Records drawn from a dataset:
· · ·
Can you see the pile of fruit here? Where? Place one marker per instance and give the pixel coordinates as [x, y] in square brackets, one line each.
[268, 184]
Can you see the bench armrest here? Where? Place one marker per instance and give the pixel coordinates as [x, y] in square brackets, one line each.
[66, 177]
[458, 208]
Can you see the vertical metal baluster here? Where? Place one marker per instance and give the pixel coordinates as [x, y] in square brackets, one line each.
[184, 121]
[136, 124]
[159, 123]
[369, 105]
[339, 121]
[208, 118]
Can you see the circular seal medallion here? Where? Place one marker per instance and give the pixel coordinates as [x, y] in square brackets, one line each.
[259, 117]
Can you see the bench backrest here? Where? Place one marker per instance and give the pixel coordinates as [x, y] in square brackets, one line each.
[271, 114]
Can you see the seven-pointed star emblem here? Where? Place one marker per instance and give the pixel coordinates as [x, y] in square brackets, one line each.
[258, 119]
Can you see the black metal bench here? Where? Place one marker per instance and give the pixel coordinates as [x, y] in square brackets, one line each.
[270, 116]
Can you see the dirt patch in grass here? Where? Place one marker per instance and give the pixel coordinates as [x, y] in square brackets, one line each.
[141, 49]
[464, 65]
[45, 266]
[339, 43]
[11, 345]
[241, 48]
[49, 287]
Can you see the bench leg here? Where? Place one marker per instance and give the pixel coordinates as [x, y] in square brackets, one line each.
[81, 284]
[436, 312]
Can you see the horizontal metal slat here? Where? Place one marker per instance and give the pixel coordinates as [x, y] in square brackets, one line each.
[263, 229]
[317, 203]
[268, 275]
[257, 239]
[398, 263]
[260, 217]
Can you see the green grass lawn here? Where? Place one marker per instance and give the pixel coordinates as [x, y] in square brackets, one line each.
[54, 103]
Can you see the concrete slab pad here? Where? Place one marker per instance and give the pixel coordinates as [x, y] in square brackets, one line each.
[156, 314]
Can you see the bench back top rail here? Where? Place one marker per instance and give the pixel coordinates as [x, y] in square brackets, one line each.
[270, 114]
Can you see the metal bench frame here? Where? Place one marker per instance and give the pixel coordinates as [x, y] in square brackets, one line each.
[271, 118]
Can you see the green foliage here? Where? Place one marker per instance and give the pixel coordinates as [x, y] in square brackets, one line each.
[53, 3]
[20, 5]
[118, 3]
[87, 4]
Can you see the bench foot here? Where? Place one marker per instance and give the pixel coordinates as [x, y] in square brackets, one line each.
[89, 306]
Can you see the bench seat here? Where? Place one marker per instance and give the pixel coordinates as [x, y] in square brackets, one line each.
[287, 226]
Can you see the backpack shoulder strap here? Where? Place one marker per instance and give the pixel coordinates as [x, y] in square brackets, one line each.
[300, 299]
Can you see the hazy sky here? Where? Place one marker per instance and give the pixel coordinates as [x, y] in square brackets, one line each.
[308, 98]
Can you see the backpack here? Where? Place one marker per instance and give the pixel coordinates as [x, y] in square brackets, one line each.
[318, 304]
· · ·
Requirement: Exactly as they appear, restate all of the entries.

Result of this task:
Can you see the pile of fruit here? Where? Place one marker per instance and give the pixel coordinates as [x, y] in square brackets, one line each.
[268, 184]
Can you see the bench armrest here? Where? Place one marker per instance and give the pixel coordinates as [x, y] in square brackets, one line each.
[66, 177]
[458, 208]
Can you see the vertical metal baluster here? Where? Place one marker per instance and give the pixel coordinates as [x, y] in square brackets, one line each.
[184, 121]
[136, 124]
[159, 123]
[369, 105]
[339, 121]
[208, 118]
Can you see the circular seal medallion here? Where? Place one marker per instance and give the pixel coordinates as [x, y] in square brackets, one line each.
[259, 117]
Can you see the bench backrest here? Where? Place one marker per instance and give the pixel coordinates as [x, y] in square brackets, one line each.
[271, 114]
Can you see the seven-pointed star emblem here? Where? Place one marker per instance and give the pixel coordinates as [x, y] in square brackets, one line each.
[258, 119]
Can you see the black metal bench here? Where? Place one marker per instance and give the pixel coordinates as [x, y] in square brackets, one line each.
[270, 116]
Can you see the dirt patch in grass here? Where? Place one marker per instance and give the pixel coordinates as [x, y] in square brackets, one line each.
[141, 49]
[464, 65]
[45, 266]
[339, 43]
[11, 345]
[241, 48]
[49, 287]
Can you see the bench leg here? Where? Place one marker per instance and give the pixel coordinates as [x, y] in square brackets, one line each.
[81, 284]
[436, 312]
Can you see the horizontal metal slat here? Where? Place one marker per instance and give the pixel coordinates as [x, y] in square brackets, one line each.
[263, 229]
[317, 203]
[268, 275]
[257, 239]
[398, 263]
[260, 217]
Can you see the green grass lawn here? Where? Place one marker per instance and give the pixel coordinates as [x, y] in square brackets, one line each.
[54, 103]
Can you see the concrete slab pad here? Where? Place one marker per instance and give the pixel coordinates as [x, y] in square brackets, one line each.
[156, 314]
Can you see the bench back top rail here? Where? Place one marker per instance and give the pixel coordinates as [x, y] in square brackets, one line each.
[270, 114]
Can you see the metal bench frame here? Where? Place one marker per instance and give the pixel coordinates as [x, y] in square brackets, one line each.
[271, 118]
Can you see the green foliage here? Where? Place one marker per instance and give the pixel coordinates as [x, y] in square brackets, one line each.
[53, 3]
[20, 5]
[118, 3]
[87, 4]
Can you see the bench foot here? Where? Place one marker per instance and give the pixel coordinates as [x, y] in square brackets, one line each.
[89, 306]
Can you see the bench seat here? Where? Place one marker per instance and give the pixel coordinates as [x, y] in square brackets, one line each.
[287, 226]
Can you see the backpack shoulder strap here? Where? Place one marker per instance and give the pixel coordinates as [x, y] in square brackets, one line each.
[300, 299]
Can you see the hazy sky here? Where? Place one marker per instance and give the pixel coordinates as [x, y] in square brackets, one line each.
[308, 98]
Can you see the backpack here? Where? Place one marker per instance and give the pixel coordinates as [x, y] in square brackets, one line each.
[318, 304]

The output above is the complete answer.